**TEXT PROVIDED**
The table `under_adams_table` is defined recursively via a set operation (`UNION ALL`). Namely, we join `employee` with the generation `level` of `under_adams_table` in order to create generation `level + 1`. The recursion terminates once a generation is empty. Such recursive
queries allow us to traverse a graph (in breadth-first order) in a SQL query.

In general, a recursive CTE has these parts:

* Anchor member: Query to select the tree root
* Compound-operator: `UNION`, `UNION ALL`, `INTERSECT`, or `EXCEPT`, follows the anchor member
* Recursive member: Calls itself



In [13]:
query = """

**TASK**
Carry the text on recursive SQL queries forward from the point where it stops.

**ENTRIES SUPPLIED**
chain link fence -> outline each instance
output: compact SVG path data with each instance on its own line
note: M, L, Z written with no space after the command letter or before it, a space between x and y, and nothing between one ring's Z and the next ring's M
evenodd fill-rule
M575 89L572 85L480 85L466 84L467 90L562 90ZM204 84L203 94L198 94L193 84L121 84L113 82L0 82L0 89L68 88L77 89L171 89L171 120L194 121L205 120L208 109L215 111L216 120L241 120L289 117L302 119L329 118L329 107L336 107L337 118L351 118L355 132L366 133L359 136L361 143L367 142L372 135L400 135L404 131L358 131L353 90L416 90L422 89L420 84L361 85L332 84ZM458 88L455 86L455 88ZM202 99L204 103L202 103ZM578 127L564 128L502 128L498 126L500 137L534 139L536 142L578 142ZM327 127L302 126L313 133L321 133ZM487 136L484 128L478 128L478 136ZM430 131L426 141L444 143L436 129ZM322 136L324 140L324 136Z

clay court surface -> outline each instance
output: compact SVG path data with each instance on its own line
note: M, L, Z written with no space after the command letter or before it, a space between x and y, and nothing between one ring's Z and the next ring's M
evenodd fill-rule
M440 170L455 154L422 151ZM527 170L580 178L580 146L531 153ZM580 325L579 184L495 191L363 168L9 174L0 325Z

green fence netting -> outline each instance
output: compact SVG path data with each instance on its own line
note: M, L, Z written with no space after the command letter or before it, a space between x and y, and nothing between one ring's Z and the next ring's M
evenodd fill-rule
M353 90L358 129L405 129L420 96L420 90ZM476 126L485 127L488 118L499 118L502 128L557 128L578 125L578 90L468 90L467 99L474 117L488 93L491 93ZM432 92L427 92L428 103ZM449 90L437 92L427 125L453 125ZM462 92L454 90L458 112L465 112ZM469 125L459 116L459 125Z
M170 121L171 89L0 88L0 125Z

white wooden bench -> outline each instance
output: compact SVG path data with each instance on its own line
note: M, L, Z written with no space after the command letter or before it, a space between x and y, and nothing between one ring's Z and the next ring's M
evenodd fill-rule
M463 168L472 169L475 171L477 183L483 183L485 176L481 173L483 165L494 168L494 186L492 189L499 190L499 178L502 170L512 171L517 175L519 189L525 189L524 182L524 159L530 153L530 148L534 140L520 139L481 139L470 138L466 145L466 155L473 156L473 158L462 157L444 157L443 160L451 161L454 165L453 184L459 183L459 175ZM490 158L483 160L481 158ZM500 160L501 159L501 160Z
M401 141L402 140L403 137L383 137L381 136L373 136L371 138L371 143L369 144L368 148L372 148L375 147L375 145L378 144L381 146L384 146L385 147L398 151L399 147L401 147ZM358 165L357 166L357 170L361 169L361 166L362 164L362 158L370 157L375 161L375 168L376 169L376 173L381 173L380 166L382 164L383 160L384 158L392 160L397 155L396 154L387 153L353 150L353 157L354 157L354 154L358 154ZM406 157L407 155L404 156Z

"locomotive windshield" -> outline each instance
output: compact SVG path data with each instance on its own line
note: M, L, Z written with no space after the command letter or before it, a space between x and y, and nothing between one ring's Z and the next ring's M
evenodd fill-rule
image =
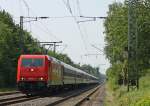
M22 66L24 67L38 67L43 66L43 59L39 58L24 58L22 59Z

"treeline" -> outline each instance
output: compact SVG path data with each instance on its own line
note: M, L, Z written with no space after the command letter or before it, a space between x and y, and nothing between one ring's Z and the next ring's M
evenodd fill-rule
M141 77L150 69L150 1L138 0L135 4L135 12L138 34L137 64L139 77ZM111 63L107 70L107 79L111 88L116 89L121 84L126 85L128 80L128 59L125 53L128 47L128 1L109 5L107 14L108 17L104 22L105 54Z
M19 25L14 23L9 13L4 10L0 11L0 87L16 86L17 60L22 52L24 54L35 54L46 50L37 43L38 40L33 38L29 32L24 30L23 38L20 38L19 35ZM20 43L22 44L21 49ZM74 67L86 69L85 71L92 75L100 76L98 68L75 64L67 54L54 54L52 51L48 51L48 54Z

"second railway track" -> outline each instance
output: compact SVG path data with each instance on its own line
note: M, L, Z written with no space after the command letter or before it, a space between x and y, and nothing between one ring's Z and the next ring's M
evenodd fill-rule
M90 86L87 88L65 91L60 94L52 94L42 97L27 97L25 95L20 95L14 98L3 98L0 100L0 106L79 106L77 103L79 103L82 99L87 98L89 94L95 92L99 87L100 86Z

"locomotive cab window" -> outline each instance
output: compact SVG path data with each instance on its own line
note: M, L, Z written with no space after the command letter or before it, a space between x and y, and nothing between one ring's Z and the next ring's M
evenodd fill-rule
M43 59L39 58L24 58L22 59L22 66L24 67L39 67L43 66Z

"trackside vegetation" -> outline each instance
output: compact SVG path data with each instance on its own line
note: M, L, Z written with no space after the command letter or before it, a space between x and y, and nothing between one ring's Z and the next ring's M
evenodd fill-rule
M106 72L106 106L150 106L150 1L138 0L135 11L139 90L133 87L127 92L128 59L125 48L128 47L128 0L114 2L109 5L104 22L105 54L111 63Z
M16 87L17 60L22 54L43 53L46 49L38 44L37 39L33 38L31 33L23 30L23 40L20 42L19 25L15 24L12 16L4 10L0 11L0 89ZM20 49L22 43L23 49ZM67 64L80 68L94 76L99 77L99 69L90 65L80 65L74 63L67 54L53 53L48 51L48 55L53 56Z

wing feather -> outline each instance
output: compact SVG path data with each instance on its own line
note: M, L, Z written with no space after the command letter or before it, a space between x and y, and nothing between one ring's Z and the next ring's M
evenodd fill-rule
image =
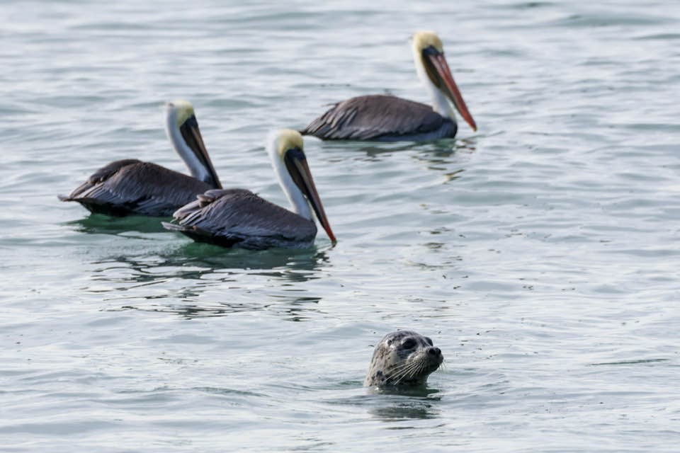
M91 176L63 201L76 201L93 212L169 216L210 186L155 164L136 159L111 162Z
M325 140L392 141L453 137L456 129L454 122L429 105L395 96L370 95L334 104L301 133Z
M244 189L214 189L177 210L176 224L164 224L194 240L245 248L306 247L317 234L313 221Z

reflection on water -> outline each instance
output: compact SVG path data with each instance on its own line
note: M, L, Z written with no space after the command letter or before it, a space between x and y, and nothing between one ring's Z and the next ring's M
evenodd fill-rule
M73 226L74 229L80 233L120 236L129 231L138 233L164 231L166 230L161 224L162 220L167 220L167 219L144 216L110 217L101 214L90 214L82 219L64 222L64 224Z
M320 278L327 263L326 252L316 247L252 251L188 243L160 253L100 258L91 262L92 285L81 289L104 294L109 304L120 304L108 310L185 318L267 310L298 321L322 300L300 283ZM266 297L253 297L268 289Z
M372 407L368 413L374 418L385 422L402 420L437 418L441 416L439 403L441 397L436 389L426 386L418 389L371 389L372 394L380 395L375 400L378 407ZM395 429L414 428L399 425Z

**WRITTEN RESPONSE**
WITH RECURSIVE
under_adams_table(employee_id, last_name, first_name, level) AS (

SELECT employee_id, last_name, first_name, 0
  FROM employee
 WHERE reports_to IS NULL

 UNION ALL
    
SELECT e.employee_id, 
       e.last_name, 
       e.first_name, 
       u.level + 1 AS level
  FROM employee e
  JOIN under_adams_table u
    ON e.reports_to = u.employee_id
 ORDER BY level
)

SELECT SUBSTR('>>>', 1, level)  || ' '  || last_name  || ' ' || first_name AS hierarchy 
  FROM under_adams_table;
"""
run_sql_query(query)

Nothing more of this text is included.